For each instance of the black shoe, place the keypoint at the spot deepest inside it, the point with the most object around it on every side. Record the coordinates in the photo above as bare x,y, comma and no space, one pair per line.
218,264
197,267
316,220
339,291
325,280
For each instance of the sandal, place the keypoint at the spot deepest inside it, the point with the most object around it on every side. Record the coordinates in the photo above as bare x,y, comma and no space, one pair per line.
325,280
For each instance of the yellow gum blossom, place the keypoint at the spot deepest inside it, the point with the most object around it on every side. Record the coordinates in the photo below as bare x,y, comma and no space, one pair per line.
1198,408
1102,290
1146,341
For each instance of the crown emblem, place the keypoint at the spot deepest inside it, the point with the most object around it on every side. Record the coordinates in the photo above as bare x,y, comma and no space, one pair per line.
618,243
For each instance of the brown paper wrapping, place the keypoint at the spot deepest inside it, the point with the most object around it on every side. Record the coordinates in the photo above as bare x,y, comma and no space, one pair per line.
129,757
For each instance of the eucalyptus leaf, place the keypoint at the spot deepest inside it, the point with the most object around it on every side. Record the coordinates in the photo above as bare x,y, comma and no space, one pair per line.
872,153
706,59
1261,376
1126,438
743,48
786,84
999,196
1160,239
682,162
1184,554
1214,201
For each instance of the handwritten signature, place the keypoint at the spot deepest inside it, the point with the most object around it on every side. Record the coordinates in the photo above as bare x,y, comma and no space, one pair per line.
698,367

□ □ □ □ □

Work to be completed:
Please rewrite all of the material above, changing every "keypoint" to "marker" and keeping everything else the same.

Task output:
For each instance of the black shoe, place the marker at the spot deepest inside it, the point with the most object around it on every side. Record the coordinates in the photo above as bare x,y, comma and no space, one pair per line.
218,264
197,267
316,220
339,291
325,280
For each instance of the sandal, place the marker at the spot deepest inside it, the point with the most object around it on every side. Record the coordinates in the photo above as bare x,y, comma and no space, one pair per line.
325,280
For each instance of the yellow gum blossom, place the marker at the spot deepest inside it, the point with the most object around it on every side. Record the coordinates in the photo below as bare x,y, comma and no space, one pair per line.
1198,408
1102,290
1146,341
For each instance of the crown emblem, place the marker at the spot deepest inside it, the point with the most object around it on every side. Record the coordinates in the photo above as bare x,y, comma and no space, one pair per line.
618,243
For each instance of the brown paper wrapping, place the marker at the spot deepest inside it, the point with the most object around it on every side. Record the coordinates in the photo above as bare x,y, comma and no space, one pair per line.
129,757
For each instance of the eucalyptus leaf, place the marker at the spot deepest inside it, the point with the most object around it on every side. Record the coordinates in the photo above as bare x,y, comma and no space, one pair per line.
872,153
706,59
1261,376
1126,438
743,48
786,84
999,196
1160,239
682,162
1184,554
1214,201
For each instance of the handwritten signature, place the marker at the spot deepest inside it, the point with the most object around it on every side. Record the coordinates in the photo above as bare x,y, comma and no space, one pair per line.
698,367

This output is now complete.